- [Work order 1] From the COVID-19 text, list the things residents are thanked for doing.
- [Work order 2] Transcribe the COVID-19 text word for word, starting with "Now that we" and going on through "sanitize our homes.".

- [Document segment]
★ ★ ★ ★ ★ ★ ★

Together, we have all worked hard to limit the spread of COVID-19. As soon as the pandemic began, Strategic Group acted to keep all our tenants and residents safe and healthy. This included following public health orders and recommendations. We kept in regular contact with our residents and tenants to share what changes we were making and the latest accurate information from the governments of Canada and Alberta.

As we closed high risk amenities like gyms and common rooms, we also started a thorough cleaning program that included disinfecting high-touch areas like elevator buttons and door handles at least once a day. Our building technicians and maintenance teams were also equipped with disinfection materials to clean throughout our buildings as they went about daily operations. Our after-hours cleaning teams also did weekly deep cleans that included sanitizing all common areas.

Now that we are entering a new normal, we have reopened amenities while we continue to keep a heightened level of cleaning in the common areas of our residential communities. The pandemic is still with us, so we must be vigilant as we clean and sanitize our homes.

Of course, our response to COVID-19 must be a collaborative effort. Thanks to all our residents who practice social distancing, wash their hands often and well, and stay in their homes when they are not feeling well. We are deeply grateful that such considerate people chose to live in our communities every day. Together, we will ensure a safe and healthy future for all of us.

★ ★ ★ ★ ★ ★ ★

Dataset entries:

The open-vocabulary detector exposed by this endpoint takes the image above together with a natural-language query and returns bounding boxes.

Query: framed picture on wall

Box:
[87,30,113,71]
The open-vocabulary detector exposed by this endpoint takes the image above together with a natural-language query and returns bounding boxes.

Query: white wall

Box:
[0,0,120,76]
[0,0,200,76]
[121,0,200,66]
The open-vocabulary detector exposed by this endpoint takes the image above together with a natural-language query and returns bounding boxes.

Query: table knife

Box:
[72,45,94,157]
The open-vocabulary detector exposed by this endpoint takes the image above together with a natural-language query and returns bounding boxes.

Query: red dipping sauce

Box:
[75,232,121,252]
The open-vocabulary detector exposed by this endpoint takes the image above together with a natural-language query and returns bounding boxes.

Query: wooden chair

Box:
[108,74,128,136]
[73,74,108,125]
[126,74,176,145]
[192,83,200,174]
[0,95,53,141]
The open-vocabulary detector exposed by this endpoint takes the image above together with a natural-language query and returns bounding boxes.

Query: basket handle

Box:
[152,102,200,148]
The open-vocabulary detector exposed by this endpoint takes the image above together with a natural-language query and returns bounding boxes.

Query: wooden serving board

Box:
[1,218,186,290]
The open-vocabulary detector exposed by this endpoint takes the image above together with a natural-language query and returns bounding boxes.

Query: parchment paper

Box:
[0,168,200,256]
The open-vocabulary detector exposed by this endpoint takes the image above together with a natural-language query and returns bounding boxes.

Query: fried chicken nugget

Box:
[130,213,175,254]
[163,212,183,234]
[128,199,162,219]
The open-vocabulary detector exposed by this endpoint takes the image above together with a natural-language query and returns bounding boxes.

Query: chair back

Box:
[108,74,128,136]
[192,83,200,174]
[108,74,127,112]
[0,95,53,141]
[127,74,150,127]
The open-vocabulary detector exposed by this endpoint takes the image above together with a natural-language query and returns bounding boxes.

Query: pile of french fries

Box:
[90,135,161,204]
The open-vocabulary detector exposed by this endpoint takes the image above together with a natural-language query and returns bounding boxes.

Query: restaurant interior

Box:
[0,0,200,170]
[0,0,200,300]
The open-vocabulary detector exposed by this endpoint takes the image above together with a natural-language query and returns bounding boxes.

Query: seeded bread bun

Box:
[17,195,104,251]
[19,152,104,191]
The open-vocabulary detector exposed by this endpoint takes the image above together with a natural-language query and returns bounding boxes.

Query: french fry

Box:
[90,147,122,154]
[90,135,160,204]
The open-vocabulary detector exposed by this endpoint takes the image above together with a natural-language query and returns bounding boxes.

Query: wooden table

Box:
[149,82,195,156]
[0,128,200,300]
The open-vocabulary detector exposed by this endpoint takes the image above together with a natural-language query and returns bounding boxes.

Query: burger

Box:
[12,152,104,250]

★ ★ ★ ★ ★ ★ ★

- [Task answer 1]
- Practicing social distancing
- Washing their hands often and well
- Staying in their homes when they are not feeling well

- [Task answer 2]
Now that we are entering a new normal, we have reopened amenities while we continue to keep a heightened level of cleaning in the common areas of our residential communities. The pandemic is still with us, so we must be vigilant as we clean and sanitize our homes.